● **Objective**: Put the lines of the material below into a Markdown table with the columns "Row" and "Line text." Start at the line containing "instance of the sky" and continue through the last line of the material, numbering each row and leaving out blank lines.

● **Data section**:
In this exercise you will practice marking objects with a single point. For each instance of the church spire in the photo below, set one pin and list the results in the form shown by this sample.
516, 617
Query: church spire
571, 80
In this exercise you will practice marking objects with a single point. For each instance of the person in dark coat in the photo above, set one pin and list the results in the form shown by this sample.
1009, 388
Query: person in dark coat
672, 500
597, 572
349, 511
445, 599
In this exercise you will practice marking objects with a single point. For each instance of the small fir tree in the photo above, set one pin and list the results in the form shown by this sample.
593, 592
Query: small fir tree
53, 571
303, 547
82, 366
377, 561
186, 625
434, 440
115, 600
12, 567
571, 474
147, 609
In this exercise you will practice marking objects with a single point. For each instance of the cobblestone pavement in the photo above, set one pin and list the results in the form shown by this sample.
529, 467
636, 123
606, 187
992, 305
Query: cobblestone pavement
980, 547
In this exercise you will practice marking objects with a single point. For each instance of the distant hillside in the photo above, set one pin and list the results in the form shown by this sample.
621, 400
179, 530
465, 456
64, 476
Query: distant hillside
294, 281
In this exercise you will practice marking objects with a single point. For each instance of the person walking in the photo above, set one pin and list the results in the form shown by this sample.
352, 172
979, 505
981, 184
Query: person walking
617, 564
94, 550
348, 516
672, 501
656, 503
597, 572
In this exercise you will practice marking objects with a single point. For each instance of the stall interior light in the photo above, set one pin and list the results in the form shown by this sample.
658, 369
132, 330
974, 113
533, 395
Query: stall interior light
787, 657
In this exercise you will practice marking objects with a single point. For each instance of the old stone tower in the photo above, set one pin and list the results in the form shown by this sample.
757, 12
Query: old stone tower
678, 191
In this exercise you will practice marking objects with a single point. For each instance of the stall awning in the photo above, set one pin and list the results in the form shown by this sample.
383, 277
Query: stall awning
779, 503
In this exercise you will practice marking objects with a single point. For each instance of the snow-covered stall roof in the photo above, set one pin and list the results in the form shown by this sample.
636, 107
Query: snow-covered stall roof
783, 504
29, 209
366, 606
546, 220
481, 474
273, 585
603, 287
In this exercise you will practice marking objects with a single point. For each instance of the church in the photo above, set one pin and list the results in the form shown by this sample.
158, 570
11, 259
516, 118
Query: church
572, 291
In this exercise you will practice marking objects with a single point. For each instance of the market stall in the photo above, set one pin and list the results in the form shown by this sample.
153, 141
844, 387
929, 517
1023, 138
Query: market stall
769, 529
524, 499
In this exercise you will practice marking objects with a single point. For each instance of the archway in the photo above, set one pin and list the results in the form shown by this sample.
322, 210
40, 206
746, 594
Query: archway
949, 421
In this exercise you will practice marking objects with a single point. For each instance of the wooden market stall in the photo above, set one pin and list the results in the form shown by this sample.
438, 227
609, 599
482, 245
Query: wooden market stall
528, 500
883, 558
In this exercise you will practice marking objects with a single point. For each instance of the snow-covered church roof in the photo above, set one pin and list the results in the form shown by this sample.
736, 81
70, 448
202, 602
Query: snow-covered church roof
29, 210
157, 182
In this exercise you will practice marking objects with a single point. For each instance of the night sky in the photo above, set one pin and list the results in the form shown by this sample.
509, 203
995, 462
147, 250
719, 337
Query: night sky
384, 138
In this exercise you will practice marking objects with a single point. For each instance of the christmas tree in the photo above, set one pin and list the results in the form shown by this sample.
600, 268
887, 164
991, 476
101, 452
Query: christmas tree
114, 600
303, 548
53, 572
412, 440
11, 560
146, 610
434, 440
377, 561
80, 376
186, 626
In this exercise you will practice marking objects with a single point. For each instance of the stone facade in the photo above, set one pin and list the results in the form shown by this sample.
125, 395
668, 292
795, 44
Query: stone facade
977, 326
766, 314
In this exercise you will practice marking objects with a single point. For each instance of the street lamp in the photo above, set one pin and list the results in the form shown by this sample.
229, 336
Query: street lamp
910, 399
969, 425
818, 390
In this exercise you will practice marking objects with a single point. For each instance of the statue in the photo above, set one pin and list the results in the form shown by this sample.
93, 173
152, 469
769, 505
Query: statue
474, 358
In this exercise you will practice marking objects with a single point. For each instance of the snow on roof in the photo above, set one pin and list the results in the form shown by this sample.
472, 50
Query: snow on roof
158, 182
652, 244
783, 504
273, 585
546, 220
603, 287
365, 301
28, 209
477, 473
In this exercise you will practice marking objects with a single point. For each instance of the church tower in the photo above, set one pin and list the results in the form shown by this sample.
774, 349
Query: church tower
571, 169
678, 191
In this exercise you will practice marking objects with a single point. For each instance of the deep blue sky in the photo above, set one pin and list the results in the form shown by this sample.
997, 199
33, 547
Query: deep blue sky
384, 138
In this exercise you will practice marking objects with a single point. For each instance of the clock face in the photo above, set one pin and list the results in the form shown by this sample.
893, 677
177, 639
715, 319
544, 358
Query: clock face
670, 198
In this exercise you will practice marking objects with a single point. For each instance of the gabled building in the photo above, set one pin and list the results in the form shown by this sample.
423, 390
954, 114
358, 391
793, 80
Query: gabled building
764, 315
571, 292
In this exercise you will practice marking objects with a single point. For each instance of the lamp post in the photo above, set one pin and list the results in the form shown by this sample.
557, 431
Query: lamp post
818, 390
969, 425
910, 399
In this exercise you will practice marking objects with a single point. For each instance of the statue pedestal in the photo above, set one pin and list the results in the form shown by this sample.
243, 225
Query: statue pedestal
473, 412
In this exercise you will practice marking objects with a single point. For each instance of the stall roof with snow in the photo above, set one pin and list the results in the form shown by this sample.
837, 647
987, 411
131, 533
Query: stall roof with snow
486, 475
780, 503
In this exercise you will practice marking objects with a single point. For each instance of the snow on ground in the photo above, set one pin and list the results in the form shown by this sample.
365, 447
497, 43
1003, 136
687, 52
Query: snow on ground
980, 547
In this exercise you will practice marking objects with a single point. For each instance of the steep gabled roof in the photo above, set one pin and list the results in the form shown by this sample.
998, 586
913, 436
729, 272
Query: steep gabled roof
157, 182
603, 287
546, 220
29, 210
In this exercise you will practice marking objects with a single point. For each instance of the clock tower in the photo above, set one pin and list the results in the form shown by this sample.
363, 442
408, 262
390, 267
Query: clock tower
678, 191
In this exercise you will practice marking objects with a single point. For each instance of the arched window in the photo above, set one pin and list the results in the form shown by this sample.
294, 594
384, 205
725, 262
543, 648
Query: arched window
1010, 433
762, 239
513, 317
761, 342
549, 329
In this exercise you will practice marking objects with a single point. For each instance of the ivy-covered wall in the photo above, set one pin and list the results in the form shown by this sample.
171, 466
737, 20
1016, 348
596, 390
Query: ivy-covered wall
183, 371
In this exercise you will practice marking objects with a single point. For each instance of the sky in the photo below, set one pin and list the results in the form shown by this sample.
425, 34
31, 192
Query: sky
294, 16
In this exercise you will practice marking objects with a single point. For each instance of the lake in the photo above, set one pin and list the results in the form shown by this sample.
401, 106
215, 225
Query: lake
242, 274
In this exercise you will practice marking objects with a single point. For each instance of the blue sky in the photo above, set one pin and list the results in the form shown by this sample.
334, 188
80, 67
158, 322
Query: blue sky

● **Written solution**:
| Row | Line text |
|---|---|
| 1 | In this exercise you will practice marking objects with a single point. For each instance of the sky in the photo below, set one pin and list the results in the form shown by this sample. |
| 2 | 425, 34 |
| 3 | 31, 192 |
| 4 | Query: sky |
| 5 | 294, 16 |
| 6 | In this exercise you will practice marking objects with a single point. For each instance of the lake in the photo above, set one pin and list the results in the form shown by this sample. |
| 7 | 401, 106 |
| 8 | 215, 225 |
| 9 | Query: lake |
| 10 | 242, 274 |
| 11 | In this exercise you will practice marking objects with a single point. For each instance of the blue sky in the photo above, set one pin and list the results in the form shown by this sample. |
| 12 | 334, 188 |
| 13 | 80, 67 |
| 14 | 158, 322 |
| 15 | Query: blue sky |